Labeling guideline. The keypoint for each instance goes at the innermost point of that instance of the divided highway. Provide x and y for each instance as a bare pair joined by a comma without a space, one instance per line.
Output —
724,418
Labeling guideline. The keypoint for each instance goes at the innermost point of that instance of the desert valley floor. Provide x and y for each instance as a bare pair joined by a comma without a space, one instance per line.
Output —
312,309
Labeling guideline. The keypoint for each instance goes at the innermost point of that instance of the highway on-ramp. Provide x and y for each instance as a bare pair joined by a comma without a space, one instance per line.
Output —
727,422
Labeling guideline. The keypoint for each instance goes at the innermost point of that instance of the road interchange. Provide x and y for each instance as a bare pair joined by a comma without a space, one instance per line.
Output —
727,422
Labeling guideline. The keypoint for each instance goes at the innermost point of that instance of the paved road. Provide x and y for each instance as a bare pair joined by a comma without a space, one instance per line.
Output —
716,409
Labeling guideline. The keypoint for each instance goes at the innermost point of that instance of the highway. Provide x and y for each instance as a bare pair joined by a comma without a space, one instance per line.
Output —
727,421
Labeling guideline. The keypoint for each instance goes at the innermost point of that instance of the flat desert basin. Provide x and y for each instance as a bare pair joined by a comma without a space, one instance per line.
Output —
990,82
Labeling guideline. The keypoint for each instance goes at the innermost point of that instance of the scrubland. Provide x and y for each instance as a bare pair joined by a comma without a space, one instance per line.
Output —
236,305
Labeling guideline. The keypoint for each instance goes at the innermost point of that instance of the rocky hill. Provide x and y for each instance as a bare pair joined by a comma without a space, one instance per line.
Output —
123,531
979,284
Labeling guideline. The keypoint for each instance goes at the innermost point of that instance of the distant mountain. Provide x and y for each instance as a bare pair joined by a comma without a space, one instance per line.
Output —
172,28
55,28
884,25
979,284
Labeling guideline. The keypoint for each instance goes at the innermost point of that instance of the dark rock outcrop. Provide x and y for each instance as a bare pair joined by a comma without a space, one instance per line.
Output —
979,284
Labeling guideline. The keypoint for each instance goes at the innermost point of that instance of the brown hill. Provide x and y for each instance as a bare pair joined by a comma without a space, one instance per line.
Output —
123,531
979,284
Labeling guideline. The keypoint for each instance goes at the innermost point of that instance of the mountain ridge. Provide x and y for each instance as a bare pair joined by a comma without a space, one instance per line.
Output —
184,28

++++++++

→ **ABOUT THIS EXERCISE**
Repeat the whole of the data verbatim, as it reads above.

→ **WRITTEN ANSWER**
Labeling guideline. The keypoint for each instance goes at the innermost point of that instance of the divided highway. Provide x and y for each instance as a bare pair joined by a comma without a space, one instance per line.
Output —
724,418
Labeling guideline. The keypoint for each instance goes at the innermost point of that instance of the desert valley floor. Provide x and y for each instance as a bare pair joined by a comma without a space, one instance per line.
Output —
312,309
Labeling guideline. The keypoint for each instance goes at the innermost point of that instance of the highway on-ramp. Provide x and y for each instance as a bare pair joined by a comma without a space, one instance per line.
Output —
727,422
Labeling guideline. The keypoint for each instance goes at the innermost point of that instance of the road interchange. Provide x and y for each instance as a bare pair joined by a comma without a space, one instance per line.
Output —
727,422
Labeling guideline. The keypoint for each instance goes at the innermost point of that instance of the paved road. Provide x and y for each instance as a bare pair joined by a comma without a space, one instance per line.
Output —
716,409
Labeling guideline. The keypoint for each instance goes at the innermost point of that instance of the highway. Provide x and y for each instance as a bare pair joined by a comma without a space, one instance per line.
Output —
727,421
Labeling guideline. The keypoint for each instance goes at the innermost point of that instance of the flat desert basin. Provide x and y for each instance as a bare pair joined by a comma without a space, one instance per line.
Output —
990,82
Labeling guideline. The keypoint for each instance goes at the innermost point of that instance of the scrubland. Provide x and y for each instance as a bare pair joined by a comma without a space, one instance per line.
Output —
236,305
Labeling guideline. The keypoint for each instance goes at the innermost point of that instance of the rocky hill. Provide x and y for each instance as a bare pair joined by a comma without a space, one instance per line.
Output —
123,531
979,284
Labeling guideline. The keypoint for each instance goes at the innermost point of that instance of the distant mountain. Provide x and y for each instance as a bare pair joined by a comma without a space, one instance per line.
Output —
172,28
55,28
884,25
979,284
Labeling guideline. The keypoint for each instance goes at the innermost point of that instance of the dark rock outcrop. Provide x and y for each instance as a bare pair joined by a comma without a space, one instance per line.
Output —
979,284
Labeling guideline. The keypoint for each instance goes at the innermost point of that instance of the brown hill. Provide x and y for each instance as a bare pair joined by a comma without a space, one instance per line.
Output —
123,531
979,284
Labeling guideline. The keypoint for each instance goes at the innermost point of that instance of the mountain ridge. Provide x and y for each instance as a bare pair joined by a comma without a space, one instance per line.
Output —
184,28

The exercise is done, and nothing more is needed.